● Entries shown:
· · · ·

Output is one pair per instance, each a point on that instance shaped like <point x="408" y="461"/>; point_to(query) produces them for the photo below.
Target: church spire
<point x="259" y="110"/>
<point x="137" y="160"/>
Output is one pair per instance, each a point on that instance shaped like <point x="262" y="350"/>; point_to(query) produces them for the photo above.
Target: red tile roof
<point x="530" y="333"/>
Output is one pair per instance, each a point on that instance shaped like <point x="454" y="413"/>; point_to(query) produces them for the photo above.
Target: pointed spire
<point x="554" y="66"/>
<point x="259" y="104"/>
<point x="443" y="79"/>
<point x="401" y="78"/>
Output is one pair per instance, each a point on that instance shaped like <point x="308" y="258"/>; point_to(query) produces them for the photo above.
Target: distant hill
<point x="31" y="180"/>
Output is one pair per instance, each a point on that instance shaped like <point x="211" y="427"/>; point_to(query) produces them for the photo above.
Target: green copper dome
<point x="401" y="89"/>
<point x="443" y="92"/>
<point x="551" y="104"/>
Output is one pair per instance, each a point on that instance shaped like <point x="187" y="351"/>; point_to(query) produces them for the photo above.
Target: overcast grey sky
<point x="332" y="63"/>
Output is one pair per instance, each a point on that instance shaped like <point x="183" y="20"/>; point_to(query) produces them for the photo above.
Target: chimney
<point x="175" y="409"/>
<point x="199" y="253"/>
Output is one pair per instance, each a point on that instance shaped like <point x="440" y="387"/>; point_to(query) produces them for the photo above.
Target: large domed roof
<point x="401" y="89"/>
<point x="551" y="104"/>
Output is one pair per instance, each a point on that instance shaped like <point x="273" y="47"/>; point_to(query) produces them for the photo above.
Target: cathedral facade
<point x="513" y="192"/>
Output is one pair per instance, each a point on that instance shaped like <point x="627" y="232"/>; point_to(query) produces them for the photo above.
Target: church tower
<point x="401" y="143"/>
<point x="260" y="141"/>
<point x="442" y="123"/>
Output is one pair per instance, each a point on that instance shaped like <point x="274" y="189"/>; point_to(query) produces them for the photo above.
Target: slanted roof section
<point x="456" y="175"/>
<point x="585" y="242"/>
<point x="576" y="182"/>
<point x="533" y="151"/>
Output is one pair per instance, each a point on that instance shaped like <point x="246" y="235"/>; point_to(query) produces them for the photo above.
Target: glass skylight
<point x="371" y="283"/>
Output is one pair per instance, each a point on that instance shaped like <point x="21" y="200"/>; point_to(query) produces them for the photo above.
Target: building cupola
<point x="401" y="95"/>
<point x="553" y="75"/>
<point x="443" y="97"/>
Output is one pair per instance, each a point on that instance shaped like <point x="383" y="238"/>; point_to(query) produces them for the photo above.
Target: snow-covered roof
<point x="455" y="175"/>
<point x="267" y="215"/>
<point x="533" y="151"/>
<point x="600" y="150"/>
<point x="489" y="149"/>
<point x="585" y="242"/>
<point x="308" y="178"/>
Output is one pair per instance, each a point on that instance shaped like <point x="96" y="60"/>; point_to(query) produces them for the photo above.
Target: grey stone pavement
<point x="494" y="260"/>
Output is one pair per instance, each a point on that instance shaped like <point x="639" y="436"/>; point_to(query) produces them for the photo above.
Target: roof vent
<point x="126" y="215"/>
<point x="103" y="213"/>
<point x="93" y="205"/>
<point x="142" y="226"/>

· · · ·

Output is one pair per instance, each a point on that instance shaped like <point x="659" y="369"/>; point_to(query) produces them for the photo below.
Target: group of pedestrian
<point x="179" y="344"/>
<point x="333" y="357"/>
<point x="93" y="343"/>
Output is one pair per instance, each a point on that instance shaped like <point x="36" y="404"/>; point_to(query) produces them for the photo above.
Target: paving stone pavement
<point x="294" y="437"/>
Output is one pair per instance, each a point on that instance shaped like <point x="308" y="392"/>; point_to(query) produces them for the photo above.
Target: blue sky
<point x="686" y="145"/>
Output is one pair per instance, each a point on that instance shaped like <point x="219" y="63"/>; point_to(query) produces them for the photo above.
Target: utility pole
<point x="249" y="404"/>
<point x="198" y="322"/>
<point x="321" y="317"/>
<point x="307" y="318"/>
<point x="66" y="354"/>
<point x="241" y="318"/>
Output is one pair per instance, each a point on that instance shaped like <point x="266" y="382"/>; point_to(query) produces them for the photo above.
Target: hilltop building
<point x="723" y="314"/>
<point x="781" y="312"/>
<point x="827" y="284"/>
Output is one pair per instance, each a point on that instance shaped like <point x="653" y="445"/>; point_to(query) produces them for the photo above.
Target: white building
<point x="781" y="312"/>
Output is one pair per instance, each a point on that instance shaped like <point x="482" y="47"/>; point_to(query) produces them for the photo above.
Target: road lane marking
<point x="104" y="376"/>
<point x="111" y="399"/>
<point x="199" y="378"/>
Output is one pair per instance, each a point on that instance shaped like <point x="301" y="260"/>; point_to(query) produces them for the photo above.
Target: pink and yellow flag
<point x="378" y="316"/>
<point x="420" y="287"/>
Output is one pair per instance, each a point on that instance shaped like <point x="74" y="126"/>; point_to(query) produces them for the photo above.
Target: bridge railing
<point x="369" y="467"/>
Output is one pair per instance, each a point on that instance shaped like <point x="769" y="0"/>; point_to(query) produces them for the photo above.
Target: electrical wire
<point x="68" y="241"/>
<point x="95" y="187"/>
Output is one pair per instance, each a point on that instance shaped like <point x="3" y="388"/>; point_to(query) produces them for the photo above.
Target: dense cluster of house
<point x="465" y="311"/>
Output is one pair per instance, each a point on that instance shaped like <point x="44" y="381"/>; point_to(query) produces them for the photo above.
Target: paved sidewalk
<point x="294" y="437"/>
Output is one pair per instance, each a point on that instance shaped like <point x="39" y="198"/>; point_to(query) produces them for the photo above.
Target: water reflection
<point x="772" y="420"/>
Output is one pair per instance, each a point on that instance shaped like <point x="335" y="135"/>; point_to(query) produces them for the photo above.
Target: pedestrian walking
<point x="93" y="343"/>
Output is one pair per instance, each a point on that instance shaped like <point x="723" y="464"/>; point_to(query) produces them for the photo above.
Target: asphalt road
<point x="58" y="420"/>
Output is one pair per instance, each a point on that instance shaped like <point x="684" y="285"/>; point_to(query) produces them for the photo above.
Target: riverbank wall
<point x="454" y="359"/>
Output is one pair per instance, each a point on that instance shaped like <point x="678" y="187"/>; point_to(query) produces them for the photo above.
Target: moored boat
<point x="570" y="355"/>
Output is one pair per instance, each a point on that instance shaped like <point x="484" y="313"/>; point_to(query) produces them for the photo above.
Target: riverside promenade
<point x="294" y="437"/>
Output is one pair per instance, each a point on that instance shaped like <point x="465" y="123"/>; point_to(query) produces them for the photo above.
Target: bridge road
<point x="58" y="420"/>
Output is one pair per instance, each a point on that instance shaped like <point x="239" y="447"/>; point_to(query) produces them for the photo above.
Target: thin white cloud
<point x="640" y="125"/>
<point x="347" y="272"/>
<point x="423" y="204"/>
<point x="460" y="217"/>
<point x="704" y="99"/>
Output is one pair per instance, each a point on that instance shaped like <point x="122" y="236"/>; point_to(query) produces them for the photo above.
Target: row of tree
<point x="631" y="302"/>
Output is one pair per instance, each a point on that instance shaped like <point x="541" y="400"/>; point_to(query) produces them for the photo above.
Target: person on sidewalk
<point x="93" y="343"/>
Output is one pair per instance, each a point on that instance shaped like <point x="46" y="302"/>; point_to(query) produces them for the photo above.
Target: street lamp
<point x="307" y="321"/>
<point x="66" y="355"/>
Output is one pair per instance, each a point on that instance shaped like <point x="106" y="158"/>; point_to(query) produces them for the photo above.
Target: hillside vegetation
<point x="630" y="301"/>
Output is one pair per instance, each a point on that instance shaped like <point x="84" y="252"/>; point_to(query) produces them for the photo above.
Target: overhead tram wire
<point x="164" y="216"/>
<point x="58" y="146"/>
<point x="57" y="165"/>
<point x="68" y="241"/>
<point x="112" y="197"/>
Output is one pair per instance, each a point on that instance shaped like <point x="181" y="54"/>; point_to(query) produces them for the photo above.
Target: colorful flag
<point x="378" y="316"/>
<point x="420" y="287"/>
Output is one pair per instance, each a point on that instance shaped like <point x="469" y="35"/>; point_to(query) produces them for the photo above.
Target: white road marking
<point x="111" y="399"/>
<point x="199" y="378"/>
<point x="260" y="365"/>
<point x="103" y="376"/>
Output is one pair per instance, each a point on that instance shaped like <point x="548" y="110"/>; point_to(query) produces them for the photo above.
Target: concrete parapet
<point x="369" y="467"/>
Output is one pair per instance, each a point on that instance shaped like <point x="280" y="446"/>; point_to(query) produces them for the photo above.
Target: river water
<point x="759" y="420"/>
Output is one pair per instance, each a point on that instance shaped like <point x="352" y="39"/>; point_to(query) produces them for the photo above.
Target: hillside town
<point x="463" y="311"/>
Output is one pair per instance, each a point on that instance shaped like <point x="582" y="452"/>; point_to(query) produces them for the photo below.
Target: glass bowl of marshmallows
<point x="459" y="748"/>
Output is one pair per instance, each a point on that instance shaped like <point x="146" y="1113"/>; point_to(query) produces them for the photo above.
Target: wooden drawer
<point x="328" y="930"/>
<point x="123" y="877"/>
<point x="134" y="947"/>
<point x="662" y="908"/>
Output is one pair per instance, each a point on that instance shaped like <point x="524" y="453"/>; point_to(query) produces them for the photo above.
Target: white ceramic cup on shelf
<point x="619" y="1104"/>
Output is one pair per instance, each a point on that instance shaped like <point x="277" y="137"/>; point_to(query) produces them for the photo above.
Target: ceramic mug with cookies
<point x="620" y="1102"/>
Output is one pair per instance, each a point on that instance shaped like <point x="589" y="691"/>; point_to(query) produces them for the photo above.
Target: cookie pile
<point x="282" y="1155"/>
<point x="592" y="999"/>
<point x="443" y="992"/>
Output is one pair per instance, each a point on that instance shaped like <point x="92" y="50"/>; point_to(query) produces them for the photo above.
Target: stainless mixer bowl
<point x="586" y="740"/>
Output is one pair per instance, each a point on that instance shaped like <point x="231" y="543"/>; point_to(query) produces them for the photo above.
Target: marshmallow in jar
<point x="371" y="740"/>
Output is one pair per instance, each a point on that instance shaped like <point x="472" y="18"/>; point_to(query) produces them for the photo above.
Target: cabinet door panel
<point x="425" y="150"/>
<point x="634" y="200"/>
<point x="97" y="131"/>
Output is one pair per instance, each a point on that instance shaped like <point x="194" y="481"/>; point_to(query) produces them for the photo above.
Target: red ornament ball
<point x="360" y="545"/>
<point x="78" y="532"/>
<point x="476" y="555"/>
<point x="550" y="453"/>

· · · ·

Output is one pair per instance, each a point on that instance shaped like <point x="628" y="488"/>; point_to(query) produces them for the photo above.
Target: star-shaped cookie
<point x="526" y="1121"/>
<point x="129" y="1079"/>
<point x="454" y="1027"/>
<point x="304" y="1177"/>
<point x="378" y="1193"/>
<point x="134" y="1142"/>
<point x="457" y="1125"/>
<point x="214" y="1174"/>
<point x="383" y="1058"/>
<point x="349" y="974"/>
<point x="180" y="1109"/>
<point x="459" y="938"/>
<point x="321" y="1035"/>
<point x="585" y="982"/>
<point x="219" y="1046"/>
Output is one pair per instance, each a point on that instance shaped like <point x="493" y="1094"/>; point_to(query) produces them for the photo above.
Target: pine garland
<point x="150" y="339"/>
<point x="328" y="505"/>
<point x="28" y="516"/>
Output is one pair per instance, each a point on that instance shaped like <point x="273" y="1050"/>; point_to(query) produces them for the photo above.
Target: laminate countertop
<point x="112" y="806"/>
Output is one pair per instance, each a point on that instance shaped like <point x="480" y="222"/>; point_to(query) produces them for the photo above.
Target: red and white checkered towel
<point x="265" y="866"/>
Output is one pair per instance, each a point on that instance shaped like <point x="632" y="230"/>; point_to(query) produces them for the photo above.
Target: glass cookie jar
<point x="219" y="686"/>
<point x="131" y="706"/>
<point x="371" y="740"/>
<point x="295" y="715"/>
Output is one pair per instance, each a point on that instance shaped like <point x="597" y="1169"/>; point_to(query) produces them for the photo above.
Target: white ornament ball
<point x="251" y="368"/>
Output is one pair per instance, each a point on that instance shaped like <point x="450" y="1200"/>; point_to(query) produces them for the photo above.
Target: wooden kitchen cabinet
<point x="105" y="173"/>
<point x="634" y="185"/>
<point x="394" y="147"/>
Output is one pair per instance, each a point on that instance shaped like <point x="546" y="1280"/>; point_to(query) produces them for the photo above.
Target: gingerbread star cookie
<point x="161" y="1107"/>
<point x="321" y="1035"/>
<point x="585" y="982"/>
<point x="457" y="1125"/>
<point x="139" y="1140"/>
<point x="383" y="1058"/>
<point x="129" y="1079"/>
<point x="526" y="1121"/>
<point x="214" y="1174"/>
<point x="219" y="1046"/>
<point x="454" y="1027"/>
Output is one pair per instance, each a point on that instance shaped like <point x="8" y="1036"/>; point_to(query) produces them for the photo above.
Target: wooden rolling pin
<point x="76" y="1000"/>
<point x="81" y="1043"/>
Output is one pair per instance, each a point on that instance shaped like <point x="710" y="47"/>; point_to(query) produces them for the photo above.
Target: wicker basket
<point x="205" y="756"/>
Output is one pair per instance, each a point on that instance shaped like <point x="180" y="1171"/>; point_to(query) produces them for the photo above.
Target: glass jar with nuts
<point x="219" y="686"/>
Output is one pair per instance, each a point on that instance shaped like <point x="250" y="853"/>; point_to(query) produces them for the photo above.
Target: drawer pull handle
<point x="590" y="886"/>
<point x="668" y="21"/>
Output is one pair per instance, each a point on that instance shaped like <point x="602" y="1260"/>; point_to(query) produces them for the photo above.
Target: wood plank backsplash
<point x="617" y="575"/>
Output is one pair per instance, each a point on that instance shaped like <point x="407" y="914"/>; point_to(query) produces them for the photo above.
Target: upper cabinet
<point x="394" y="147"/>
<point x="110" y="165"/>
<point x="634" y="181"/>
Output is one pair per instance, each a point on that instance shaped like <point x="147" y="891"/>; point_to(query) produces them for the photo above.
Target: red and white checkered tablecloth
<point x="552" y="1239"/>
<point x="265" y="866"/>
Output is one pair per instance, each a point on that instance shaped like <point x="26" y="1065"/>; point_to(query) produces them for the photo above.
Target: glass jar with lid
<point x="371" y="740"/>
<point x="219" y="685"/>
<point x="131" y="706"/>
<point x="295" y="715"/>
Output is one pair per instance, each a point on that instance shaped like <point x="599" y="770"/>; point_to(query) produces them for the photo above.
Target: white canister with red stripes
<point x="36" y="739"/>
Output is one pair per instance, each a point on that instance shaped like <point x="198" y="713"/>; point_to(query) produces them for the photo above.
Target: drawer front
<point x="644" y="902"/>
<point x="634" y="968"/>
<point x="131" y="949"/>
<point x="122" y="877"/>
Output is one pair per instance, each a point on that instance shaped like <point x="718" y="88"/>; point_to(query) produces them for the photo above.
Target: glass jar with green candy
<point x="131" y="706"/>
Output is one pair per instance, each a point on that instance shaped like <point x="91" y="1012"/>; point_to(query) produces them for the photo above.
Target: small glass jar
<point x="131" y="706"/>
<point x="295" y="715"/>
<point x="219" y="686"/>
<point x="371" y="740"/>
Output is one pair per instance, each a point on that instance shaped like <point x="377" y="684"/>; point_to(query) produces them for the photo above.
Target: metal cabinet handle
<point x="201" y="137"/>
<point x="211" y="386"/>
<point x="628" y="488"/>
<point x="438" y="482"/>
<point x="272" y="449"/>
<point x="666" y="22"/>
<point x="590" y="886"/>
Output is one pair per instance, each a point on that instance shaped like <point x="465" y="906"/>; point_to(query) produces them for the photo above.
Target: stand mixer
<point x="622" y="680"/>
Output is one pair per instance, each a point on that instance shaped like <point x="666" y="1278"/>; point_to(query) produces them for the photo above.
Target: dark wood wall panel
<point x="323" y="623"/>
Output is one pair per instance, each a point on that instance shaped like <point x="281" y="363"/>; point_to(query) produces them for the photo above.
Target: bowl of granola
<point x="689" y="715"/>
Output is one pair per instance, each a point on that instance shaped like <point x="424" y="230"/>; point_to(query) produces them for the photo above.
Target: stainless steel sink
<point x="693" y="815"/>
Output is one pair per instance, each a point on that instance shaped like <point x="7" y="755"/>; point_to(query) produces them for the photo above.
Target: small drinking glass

· · · ·

● The exercise: Which of the rows above contain the word "cabinet"? Pull out each of those rows and copy it in full.

● Solution:
Target: cabinet door panel
Target: wooden kitchen cabinet
Target: upper cabinet
Target: metal cabinet handle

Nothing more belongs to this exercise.